» Kaynak alıntı
_ _ _

Malum, hükümet İstanbul’u “küresel finans merkezi” yapmak istiyor. İstanbul'un küresel finans merkezleri sıralamasında 77 şehir arasında 61. sırada bulunduğunu ve ilk 20'ye girmenin imkânsız ötesi olduğunu daha önce yazmıştık. O nedenle geçelim.
Hükümet, 2020 Yaz Olimpiyat Oyunları'nın ve aynı yıl içinde 3-4 ay arayla UEFA Euro 2020'nin de İstanbul’da yapılmasını istiyor. Ortada bir de 2023 hedefleri var. İstanbul'da kişi başına düşen yeşil alan miktarını 7 metrekareye çıkarma taahhüdü ve Taksim’i Yayalaştırma Projesi de Hedef 2023'ün bir parçası (Bakınız: http://www.akparti.org.tr/site/hedef/488/istanbul). 2023 hedeflerinin imkânsızlığıyla ilgili de daha önce yazdığımız için geçelim.

_ _ _

İstanbul hedefleriyle ilgili yukarıdaki metne göre İstanbul'un küresel finans merkezleri sıralamasında kaç şehir arasında kaçıncı sırada olduğunu belirtin.

» Veri bölümü
_ _ _

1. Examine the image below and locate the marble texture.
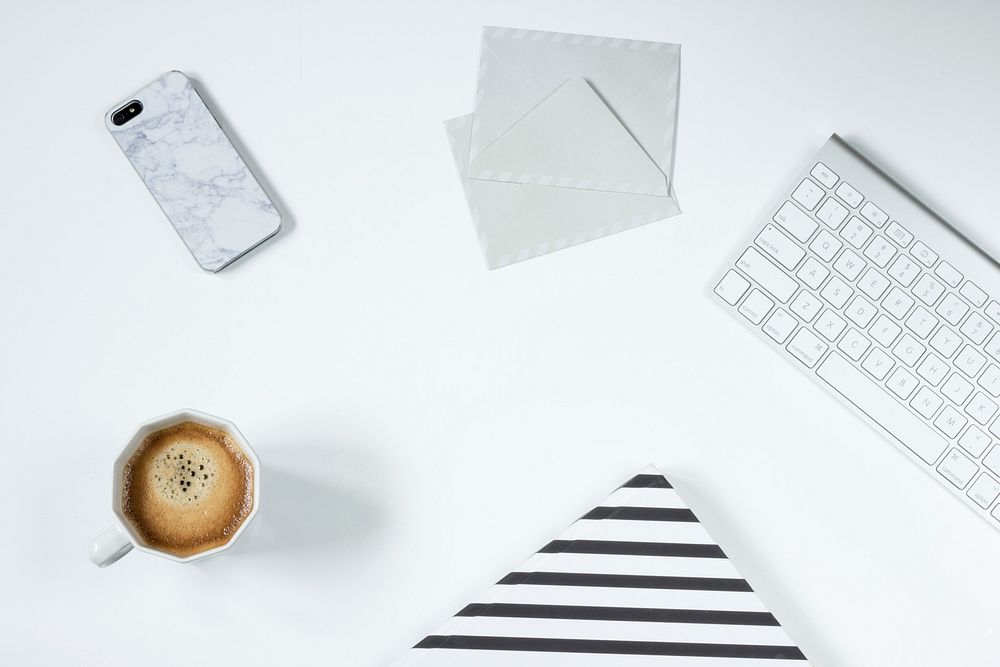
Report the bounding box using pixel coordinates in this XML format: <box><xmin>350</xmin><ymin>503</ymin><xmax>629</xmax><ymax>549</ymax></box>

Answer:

_ _ _

» Cevap aşağıda
İstanbul, 77 şehir arasında 61. sırada bulunuyor.